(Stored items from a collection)
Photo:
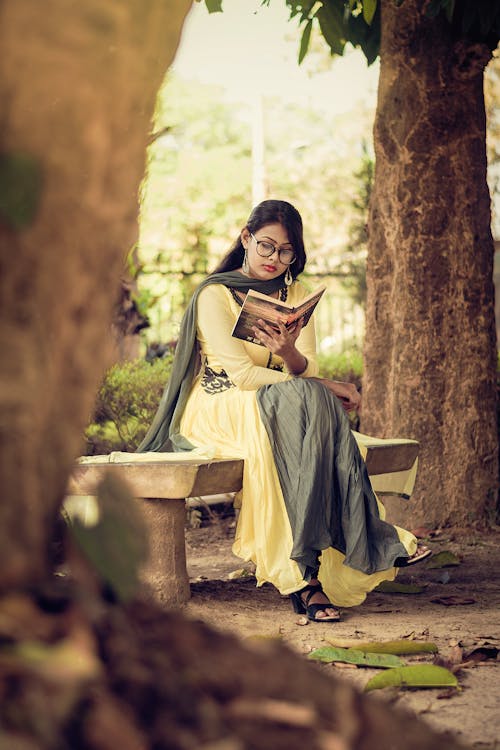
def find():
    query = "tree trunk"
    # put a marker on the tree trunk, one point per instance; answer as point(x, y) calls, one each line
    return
point(431, 345)
point(78, 82)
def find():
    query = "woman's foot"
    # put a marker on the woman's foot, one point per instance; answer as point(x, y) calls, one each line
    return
point(422, 553)
point(313, 602)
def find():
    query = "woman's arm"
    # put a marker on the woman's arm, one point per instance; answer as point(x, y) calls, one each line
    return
point(216, 319)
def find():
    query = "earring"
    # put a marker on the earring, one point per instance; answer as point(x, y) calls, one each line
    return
point(244, 266)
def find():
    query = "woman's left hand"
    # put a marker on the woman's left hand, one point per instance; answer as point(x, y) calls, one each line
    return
point(281, 342)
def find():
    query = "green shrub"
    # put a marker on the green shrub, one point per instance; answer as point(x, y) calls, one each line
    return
point(126, 403)
point(347, 366)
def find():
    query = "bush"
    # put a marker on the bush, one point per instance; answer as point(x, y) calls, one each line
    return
point(129, 395)
point(347, 366)
point(126, 403)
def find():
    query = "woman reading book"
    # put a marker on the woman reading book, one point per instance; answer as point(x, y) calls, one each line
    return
point(309, 518)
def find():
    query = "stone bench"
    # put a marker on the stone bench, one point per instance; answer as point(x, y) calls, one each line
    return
point(162, 487)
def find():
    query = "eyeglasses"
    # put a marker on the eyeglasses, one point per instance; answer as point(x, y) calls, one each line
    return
point(266, 249)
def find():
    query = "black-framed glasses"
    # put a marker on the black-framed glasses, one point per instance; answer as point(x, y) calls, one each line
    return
point(265, 249)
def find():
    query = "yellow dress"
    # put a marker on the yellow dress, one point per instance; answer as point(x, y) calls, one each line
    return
point(222, 413)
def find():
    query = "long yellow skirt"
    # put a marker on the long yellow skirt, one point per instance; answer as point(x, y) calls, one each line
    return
point(228, 422)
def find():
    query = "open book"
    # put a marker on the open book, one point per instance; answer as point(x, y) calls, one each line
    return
point(257, 306)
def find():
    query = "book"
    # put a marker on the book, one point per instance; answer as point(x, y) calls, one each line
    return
point(257, 306)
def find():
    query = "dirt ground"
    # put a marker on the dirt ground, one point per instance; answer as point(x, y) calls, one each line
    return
point(458, 610)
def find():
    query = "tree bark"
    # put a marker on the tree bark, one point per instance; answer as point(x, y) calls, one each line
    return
point(430, 355)
point(78, 82)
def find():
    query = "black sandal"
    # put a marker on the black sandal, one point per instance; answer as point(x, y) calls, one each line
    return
point(422, 553)
point(300, 603)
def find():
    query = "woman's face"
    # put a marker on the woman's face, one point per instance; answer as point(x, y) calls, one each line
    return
point(270, 267)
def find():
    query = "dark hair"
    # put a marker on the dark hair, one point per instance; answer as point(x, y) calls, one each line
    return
point(270, 212)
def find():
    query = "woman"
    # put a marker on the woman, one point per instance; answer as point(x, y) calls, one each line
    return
point(309, 519)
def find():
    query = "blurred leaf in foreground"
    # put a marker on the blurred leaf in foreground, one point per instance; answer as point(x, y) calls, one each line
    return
point(443, 559)
point(354, 656)
point(417, 676)
point(392, 587)
point(117, 545)
point(386, 647)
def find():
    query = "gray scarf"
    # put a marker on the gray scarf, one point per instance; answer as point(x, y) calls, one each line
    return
point(164, 435)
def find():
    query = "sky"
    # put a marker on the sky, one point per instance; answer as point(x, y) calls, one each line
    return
point(250, 49)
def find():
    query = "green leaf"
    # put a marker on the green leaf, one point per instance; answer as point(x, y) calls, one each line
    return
point(369, 8)
point(392, 587)
point(304, 42)
point(355, 656)
point(417, 675)
point(450, 9)
point(20, 189)
point(443, 559)
point(331, 23)
point(434, 8)
point(214, 6)
point(399, 648)
point(118, 544)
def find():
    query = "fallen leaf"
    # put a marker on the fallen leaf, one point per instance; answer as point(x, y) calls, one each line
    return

* WORK REQUIRED *
Copy out the data word for word, from its first line through the line holding "point(265, 249)", inclusive. Leave the pictures out of your answer.

* PROBLEM SOLUTION *
Photo:
def find():
    query = "tree trunk"
    # put a marker on the tree trunk, one point per instance; answer as point(x, y) calls, one each line
    return
point(431, 345)
point(78, 82)
def find():
    query = "woman's foot"
    # put a marker on the woman's foot, one point per instance; answer as point(x, y) calls, one each line
    return
point(422, 553)
point(313, 602)
def find():
    query = "woman's arm"
    # put a marker on the woman's arm, one point per instance; answer as point(x, y) calls, one each line
    return
point(216, 319)
def find():
    query = "earring"
    # put a marker on the earring, one point per instance; answer as point(x, y) calls, one each line
    return
point(244, 266)
def find():
    query = "woman's left hand"
    # put a marker on the woman's left hand, one point per instance; answer as point(x, y) calls, one each line
    return
point(281, 342)
def find():
    query = "green shrub"
    # put a marker on the green shrub, one point per instance; answer as point(x, y) calls, one each line
    return
point(126, 403)
point(347, 366)
def find():
    query = "bush"
    # put a marker on the bush, one point per instance; answer as point(x, y) calls, one each line
    return
point(129, 395)
point(347, 366)
point(126, 403)
def find():
    query = "woman reading book"
    # put a marker on the woman reading book, one point per instance; answer as point(x, y) calls, one each line
    return
point(309, 518)
def find():
    query = "stone bench"
    # put a marker on the stone bench, one point per instance; answer as point(x, y) calls, one each line
    return
point(162, 487)
def find():
    query = "eyeglasses"
    # put a marker on the eyeglasses, one point per instance; answer as point(x, y) calls, one each line
    return
point(266, 249)
def find():
    query = "black-framed glasses"
    # put a marker on the black-framed glasses, one point per instance; answer as point(x, y) calls, one each line
    return
point(265, 249)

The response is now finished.